• Assignment: Restate word for word the lines beginning with the one that contains "# put a marker on each instance of the cloudy" and ending at the bottom of the records below, both included.

::::::::::

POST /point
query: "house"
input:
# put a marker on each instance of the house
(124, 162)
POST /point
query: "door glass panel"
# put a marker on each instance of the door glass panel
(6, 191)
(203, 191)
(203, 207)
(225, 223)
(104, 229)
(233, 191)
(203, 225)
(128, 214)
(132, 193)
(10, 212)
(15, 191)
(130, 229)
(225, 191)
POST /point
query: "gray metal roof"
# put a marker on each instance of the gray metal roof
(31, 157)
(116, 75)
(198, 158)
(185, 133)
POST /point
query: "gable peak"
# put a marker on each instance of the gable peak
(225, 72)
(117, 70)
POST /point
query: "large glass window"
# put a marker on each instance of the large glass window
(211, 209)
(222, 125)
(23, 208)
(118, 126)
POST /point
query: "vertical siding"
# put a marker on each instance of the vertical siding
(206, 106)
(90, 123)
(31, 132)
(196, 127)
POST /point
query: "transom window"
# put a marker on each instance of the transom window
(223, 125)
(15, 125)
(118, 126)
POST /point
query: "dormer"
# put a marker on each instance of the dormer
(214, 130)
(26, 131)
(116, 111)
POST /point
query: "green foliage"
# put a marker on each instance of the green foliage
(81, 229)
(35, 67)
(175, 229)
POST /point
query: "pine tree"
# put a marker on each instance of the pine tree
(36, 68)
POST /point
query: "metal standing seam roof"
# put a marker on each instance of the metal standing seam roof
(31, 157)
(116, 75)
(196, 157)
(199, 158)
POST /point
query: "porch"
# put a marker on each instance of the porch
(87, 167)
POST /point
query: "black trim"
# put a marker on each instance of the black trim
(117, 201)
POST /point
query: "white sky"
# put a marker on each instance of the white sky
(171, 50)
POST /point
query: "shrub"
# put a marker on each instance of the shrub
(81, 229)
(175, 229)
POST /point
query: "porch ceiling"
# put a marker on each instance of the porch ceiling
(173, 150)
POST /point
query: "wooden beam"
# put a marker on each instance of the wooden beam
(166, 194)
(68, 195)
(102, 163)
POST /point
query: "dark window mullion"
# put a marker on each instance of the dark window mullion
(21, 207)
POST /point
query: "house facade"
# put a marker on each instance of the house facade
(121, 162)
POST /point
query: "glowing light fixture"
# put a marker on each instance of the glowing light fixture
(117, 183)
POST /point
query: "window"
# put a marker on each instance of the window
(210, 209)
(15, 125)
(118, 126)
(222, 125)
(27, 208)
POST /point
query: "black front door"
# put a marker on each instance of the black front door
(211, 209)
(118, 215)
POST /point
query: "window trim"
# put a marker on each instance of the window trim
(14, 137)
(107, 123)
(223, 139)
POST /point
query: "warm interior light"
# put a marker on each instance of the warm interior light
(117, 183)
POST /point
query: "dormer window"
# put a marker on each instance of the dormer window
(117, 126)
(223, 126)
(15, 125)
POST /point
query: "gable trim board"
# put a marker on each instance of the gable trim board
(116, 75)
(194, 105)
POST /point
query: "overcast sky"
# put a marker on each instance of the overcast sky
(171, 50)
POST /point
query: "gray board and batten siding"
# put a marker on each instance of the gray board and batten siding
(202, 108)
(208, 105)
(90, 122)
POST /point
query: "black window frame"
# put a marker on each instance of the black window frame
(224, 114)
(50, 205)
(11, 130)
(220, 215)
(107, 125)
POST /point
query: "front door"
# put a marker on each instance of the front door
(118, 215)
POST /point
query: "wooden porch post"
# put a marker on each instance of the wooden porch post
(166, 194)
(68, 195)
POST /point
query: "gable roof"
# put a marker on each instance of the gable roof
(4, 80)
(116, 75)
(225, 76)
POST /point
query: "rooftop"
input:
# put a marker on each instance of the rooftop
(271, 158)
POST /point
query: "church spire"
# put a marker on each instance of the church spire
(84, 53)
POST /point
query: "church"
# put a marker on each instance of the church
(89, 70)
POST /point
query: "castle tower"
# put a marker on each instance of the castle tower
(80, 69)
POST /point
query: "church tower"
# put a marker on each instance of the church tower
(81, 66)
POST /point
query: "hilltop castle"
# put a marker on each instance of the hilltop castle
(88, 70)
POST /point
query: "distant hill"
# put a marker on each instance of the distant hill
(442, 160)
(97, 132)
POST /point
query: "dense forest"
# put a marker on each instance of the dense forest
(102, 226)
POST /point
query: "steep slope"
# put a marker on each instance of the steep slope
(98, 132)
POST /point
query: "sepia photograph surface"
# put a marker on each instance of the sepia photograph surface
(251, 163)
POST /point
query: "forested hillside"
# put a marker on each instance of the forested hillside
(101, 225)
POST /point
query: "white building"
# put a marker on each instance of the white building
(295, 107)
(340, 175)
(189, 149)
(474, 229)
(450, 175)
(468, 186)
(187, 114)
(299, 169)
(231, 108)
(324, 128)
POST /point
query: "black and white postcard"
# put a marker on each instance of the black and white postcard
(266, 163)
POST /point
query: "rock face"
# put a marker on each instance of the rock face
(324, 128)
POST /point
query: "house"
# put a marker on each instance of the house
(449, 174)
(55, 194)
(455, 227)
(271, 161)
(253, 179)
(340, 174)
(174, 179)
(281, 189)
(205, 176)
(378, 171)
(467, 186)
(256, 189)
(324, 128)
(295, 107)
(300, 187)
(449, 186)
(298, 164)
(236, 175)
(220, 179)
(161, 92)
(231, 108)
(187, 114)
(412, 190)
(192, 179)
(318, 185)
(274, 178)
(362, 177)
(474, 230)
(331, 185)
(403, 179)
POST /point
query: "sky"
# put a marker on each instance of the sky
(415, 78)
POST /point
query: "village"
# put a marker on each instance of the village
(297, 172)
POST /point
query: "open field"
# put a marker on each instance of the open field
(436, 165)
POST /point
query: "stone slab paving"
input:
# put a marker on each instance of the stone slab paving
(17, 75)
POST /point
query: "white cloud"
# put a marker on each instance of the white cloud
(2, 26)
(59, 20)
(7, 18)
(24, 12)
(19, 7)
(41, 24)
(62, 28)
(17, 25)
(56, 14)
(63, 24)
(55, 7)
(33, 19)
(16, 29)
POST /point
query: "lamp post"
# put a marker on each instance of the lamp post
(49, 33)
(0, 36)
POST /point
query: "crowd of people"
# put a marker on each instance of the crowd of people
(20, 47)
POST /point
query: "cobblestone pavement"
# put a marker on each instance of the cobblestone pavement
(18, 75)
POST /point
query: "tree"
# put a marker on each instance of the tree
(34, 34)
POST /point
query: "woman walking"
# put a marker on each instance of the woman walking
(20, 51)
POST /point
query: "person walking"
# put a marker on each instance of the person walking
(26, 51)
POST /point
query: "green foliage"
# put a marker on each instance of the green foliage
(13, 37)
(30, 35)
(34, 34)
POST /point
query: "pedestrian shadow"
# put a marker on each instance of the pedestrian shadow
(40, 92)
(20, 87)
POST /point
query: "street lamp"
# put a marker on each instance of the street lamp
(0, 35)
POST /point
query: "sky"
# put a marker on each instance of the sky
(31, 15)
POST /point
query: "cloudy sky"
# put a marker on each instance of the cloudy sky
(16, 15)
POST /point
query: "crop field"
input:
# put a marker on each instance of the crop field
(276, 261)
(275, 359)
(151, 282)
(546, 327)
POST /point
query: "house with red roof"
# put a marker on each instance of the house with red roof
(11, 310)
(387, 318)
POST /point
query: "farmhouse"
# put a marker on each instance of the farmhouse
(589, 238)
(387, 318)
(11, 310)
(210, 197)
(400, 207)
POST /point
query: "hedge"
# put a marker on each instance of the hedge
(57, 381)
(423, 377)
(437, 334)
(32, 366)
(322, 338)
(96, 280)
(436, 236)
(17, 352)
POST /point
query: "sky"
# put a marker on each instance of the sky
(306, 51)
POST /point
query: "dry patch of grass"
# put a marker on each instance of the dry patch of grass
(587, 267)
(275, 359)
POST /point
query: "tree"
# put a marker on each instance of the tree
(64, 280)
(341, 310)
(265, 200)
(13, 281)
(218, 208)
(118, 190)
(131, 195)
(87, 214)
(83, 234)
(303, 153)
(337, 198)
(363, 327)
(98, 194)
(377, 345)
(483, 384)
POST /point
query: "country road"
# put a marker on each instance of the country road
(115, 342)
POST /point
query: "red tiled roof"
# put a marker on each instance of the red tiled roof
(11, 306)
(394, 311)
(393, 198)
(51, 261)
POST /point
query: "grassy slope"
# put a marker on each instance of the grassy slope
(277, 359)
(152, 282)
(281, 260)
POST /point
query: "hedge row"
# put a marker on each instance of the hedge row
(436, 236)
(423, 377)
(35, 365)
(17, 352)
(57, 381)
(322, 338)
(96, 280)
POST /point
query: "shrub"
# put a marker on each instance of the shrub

::::::::::

• Your response:
# put a marker on each instance of the cloudy sky
(16, 15)
POST /point
query: "crop field"
input:
# put a marker on each instance of the crop field
(276, 261)
(275, 359)
(151, 282)
(546, 327)
POST /point
query: "house with red roof"
# put a marker on each instance of the house with red roof
(11, 310)
(387, 318)
POST /point
query: "farmhouse"
# put a marker on each instance of the farmhouse
(589, 238)
(387, 318)
(11, 310)
(210, 197)
(400, 207)
POST /point
query: "hedge"
# put a marker on each instance of the hedge
(57, 381)
(423, 377)
(437, 334)
(32, 366)
(322, 338)
(96, 280)
(436, 236)
(17, 352)
POST /point
query: "sky"
# put a marker on each instance of the sky
(306, 51)
POST /point
query: "dry patch of grass"
# put a marker on each instance of the dry patch of grass
(587, 267)
(275, 359)
POST /point
query: "tree"
# put a marker on each instance of the tree
(64, 280)
(341, 310)
(265, 200)
(13, 281)
(218, 208)
(118, 190)
(131, 195)
(87, 214)
(83, 234)
(303, 153)
(337, 198)
(363, 327)
(98, 194)
(377, 345)
(483, 384)
POST /point
query: "country road"
# put a marker on each instance of the country road
(115, 342)
POST /point
query: "red tiled roof"
# put a marker on each instance of the red tiled roof
(11, 306)
(394, 311)
(393, 198)
(51, 261)
POST /point
query: "grassy slope"
# put a marker on each instance of the grassy slope
(277, 359)
(152, 282)
(281, 260)
POST /point
query: "hedge row"
# put a marker on each instance of the hedge row
(436, 236)
(423, 377)
(35, 365)
(17, 352)
(57, 381)
(322, 338)
(96, 280)
POST /point
query: "shrub"
# put a marker on each instance of the shrub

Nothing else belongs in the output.